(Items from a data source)

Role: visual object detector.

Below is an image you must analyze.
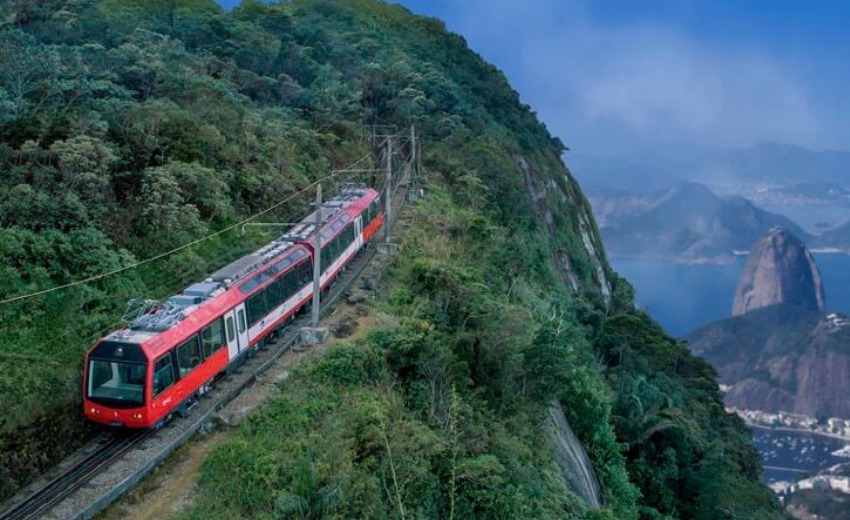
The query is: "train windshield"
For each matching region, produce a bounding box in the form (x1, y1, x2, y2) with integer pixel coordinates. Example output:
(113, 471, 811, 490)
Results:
(86, 341, 147, 408)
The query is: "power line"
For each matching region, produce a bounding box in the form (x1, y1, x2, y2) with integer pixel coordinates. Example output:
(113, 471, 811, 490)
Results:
(0, 151, 378, 307)
(1, 237, 264, 361)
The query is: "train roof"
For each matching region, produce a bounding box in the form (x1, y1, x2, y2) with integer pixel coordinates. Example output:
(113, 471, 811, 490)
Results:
(282, 184, 377, 243)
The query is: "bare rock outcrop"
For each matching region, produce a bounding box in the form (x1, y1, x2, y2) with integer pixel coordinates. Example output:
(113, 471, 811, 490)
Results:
(688, 305, 850, 420)
(731, 228, 825, 316)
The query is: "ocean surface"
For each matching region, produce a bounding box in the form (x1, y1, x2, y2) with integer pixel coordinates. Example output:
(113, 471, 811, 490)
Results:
(610, 253, 850, 337)
(751, 427, 849, 484)
(609, 253, 850, 485)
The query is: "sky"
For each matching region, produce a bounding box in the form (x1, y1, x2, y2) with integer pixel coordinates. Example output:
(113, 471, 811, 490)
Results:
(214, 0, 850, 156)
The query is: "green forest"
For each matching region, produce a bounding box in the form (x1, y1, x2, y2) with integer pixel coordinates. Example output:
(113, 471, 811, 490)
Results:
(0, 0, 788, 518)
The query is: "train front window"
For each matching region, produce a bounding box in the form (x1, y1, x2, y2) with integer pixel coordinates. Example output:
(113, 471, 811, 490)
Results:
(87, 359, 146, 408)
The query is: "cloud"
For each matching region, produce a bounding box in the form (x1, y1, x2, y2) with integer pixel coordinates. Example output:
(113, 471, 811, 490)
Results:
(532, 22, 818, 150)
(406, 0, 825, 154)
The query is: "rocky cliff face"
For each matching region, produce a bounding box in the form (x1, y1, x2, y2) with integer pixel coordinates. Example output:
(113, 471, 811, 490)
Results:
(732, 228, 825, 316)
(515, 153, 612, 307)
(546, 402, 601, 510)
(688, 305, 850, 419)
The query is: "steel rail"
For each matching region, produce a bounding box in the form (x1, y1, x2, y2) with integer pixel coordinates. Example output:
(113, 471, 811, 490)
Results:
(0, 170, 414, 520)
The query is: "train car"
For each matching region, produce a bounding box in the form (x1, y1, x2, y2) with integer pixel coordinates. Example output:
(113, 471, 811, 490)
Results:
(83, 186, 383, 428)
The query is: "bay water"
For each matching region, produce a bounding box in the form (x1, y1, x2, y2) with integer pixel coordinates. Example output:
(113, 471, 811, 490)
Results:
(751, 427, 849, 484)
(611, 253, 850, 337)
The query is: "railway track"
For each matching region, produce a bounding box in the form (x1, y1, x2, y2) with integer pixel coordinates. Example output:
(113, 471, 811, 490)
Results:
(0, 168, 413, 520)
(0, 431, 152, 520)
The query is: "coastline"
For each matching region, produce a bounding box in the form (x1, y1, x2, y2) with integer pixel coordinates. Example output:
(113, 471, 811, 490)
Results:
(746, 422, 850, 443)
(608, 249, 850, 265)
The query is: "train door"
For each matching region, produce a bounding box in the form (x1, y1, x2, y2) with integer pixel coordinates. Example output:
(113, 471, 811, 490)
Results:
(225, 310, 239, 361)
(354, 216, 363, 250)
(234, 303, 250, 350)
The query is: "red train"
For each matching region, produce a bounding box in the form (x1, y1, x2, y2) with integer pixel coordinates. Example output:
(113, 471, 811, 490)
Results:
(83, 186, 384, 428)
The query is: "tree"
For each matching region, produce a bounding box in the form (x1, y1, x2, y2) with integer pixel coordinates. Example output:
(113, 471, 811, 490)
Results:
(136, 164, 207, 251)
(0, 28, 60, 133)
(49, 136, 117, 219)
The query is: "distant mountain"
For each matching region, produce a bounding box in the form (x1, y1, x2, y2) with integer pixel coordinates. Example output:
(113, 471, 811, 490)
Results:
(687, 304, 850, 420)
(732, 228, 825, 316)
(590, 182, 812, 261)
(814, 221, 850, 251)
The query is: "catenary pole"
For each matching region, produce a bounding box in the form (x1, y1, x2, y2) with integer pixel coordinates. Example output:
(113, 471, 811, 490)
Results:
(411, 124, 416, 178)
(311, 184, 322, 327)
(384, 136, 393, 242)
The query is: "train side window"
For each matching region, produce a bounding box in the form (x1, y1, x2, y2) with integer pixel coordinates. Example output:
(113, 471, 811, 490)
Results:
(226, 317, 235, 342)
(211, 318, 226, 353)
(176, 335, 201, 377)
(237, 310, 246, 333)
(268, 279, 283, 309)
(290, 265, 298, 289)
(330, 237, 339, 262)
(341, 225, 354, 248)
(201, 325, 212, 358)
(201, 318, 226, 358)
(301, 261, 312, 286)
(292, 268, 302, 298)
(247, 291, 268, 327)
(153, 355, 175, 398)
(282, 268, 296, 301)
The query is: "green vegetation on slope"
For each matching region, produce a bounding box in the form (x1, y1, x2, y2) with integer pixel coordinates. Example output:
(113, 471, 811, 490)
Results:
(0, 0, 787, 517)
(180, 186, 634, 519)
(182, 182, 785, 519)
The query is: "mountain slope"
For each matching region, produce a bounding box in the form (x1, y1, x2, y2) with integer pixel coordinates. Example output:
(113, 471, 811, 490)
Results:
(0, 1, 786, 518)
(816, 220, 850, 250)
(591, 182, 811, 261)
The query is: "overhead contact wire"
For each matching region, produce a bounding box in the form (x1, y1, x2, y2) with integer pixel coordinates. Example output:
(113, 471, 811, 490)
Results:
(0, 150, 378, 306)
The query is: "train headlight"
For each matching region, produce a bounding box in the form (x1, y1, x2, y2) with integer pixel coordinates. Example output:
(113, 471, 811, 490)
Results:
(132, 413, 143, 420)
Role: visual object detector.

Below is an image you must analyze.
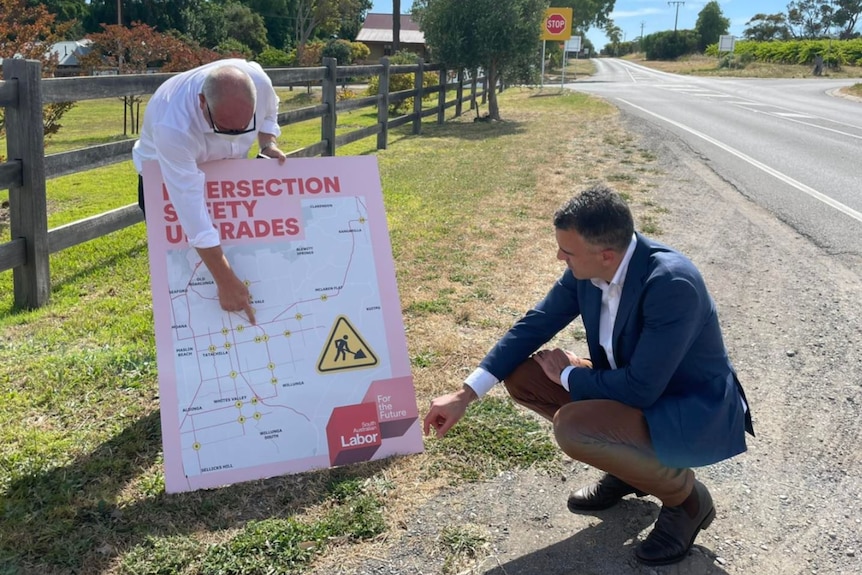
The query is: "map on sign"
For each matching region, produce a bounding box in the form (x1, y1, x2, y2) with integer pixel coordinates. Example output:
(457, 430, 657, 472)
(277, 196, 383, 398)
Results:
(143, 156, 423, 493)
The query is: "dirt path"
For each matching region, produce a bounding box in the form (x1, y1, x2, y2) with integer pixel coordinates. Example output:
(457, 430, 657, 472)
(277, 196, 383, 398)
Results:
(309, 112, 862, 575)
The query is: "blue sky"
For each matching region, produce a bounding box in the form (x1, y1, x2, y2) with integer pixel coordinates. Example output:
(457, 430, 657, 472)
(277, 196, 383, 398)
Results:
(369, 1, 791, 49)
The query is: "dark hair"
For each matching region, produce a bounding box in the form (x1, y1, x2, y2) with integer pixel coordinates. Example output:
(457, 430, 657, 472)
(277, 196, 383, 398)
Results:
(553, 184, 634, 252)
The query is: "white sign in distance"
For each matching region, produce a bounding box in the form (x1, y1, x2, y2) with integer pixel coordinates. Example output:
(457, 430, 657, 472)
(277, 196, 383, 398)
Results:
(565, 36, 582, 54)
(718, 35, 736, 53)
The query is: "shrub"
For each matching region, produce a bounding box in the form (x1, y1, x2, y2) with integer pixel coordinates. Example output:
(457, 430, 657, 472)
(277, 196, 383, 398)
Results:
(366, 51, 438, 115)
(366, 68, 439, 115)
(256, 46, 294, 67)
(349, 41, 371, 64)
(217, 38, 253, 59)
(322, 39, 352, 64)
(718, 51, 755, 69)
(643, 30, 700, 60)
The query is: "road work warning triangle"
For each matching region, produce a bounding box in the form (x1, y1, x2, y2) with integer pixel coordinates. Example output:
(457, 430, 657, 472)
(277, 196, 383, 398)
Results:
(317, 315, 379, 373)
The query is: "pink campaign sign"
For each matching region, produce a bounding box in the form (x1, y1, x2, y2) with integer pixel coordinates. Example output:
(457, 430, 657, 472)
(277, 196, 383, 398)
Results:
(142, 156, 423, 493)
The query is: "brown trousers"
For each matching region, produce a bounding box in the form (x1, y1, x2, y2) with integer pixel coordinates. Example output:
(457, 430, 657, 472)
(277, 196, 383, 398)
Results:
(504, 358, 694, 506)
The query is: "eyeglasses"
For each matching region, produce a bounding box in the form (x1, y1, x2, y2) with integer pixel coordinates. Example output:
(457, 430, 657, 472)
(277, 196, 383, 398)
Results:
(205, 102, 256, 136)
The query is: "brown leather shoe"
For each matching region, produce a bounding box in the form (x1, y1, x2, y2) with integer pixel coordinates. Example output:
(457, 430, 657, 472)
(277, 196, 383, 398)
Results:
(567, 473, 647, 512)
(635, 480, 716, 566)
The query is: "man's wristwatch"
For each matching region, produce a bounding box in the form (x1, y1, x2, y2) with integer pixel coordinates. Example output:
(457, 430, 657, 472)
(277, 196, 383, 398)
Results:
(260, 141, 277, 152)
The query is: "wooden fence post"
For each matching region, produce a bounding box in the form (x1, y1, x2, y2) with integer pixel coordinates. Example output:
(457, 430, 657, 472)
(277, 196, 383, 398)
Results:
(470, 70, 478, 111)
(482, 74, 488, 105)
(455, 69, 464, 117)
(321, 57, 337, 156)
(437, 66, 446, 124)
(412, 60, 423, 135)
(377, 57, 390, 150)
(4, 59, 50, 309)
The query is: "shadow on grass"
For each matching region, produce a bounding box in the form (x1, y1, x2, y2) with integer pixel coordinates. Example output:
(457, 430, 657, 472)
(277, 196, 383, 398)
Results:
(406, 117, 528, 142)
(0, 230, 149, 320)
(0, 410, 398, 573)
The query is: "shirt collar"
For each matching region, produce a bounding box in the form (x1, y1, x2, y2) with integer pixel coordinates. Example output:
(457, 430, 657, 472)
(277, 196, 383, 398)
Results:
(591, 234, 638, 290)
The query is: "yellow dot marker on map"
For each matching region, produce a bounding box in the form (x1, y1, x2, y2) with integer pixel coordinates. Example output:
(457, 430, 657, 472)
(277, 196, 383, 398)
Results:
(235, 400, 243, 408)
(193, 442, 201, 450)
(295, 313, 303, 321)
(238, 416, 246, 424)
(209, 345, 216, 353)
(222, 328, 229, 336)
(263, 334, 269, 342)
(271, 377, 278, 385)
(268, 362, 275, 370)
(237, 325, 245, 333)
(321, 295, 328, 302)
(230, 371, 237, 379)
(254, 336, 262, 343)
(283, 330, 292, 337)
(251, 397, 259, 405)
(224, 342, 232, 350)
(359, 217, 366, 224)
(253, 412, 262, 420)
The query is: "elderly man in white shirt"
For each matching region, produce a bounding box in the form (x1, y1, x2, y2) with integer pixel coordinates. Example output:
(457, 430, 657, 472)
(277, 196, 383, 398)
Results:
(133, 59, 286, 324)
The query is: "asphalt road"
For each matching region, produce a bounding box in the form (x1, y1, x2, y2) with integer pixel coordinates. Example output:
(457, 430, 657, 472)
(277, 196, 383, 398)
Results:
(568, 58, 862, 273)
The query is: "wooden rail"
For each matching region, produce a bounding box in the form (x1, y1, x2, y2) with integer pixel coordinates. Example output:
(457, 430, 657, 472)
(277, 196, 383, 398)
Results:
(0, 58, 500, 309)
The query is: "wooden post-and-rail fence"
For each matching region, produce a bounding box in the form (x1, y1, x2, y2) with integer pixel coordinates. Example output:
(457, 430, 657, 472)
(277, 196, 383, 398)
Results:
(0, 57, 501, 310)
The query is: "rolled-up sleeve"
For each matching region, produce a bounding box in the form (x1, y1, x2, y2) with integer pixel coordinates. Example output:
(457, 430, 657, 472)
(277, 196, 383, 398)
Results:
(248, 62, 281, 138)
(154, 123, 220, 248)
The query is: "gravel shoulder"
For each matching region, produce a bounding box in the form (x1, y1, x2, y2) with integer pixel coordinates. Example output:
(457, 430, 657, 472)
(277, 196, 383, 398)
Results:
(310, 110, 862, 575)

> ACTION ITEM
Copy the lines of the entries above that mention "road".

> SOLVED EXERCISE
The query is: "road work warning triangle"
The query is: "asphalt road"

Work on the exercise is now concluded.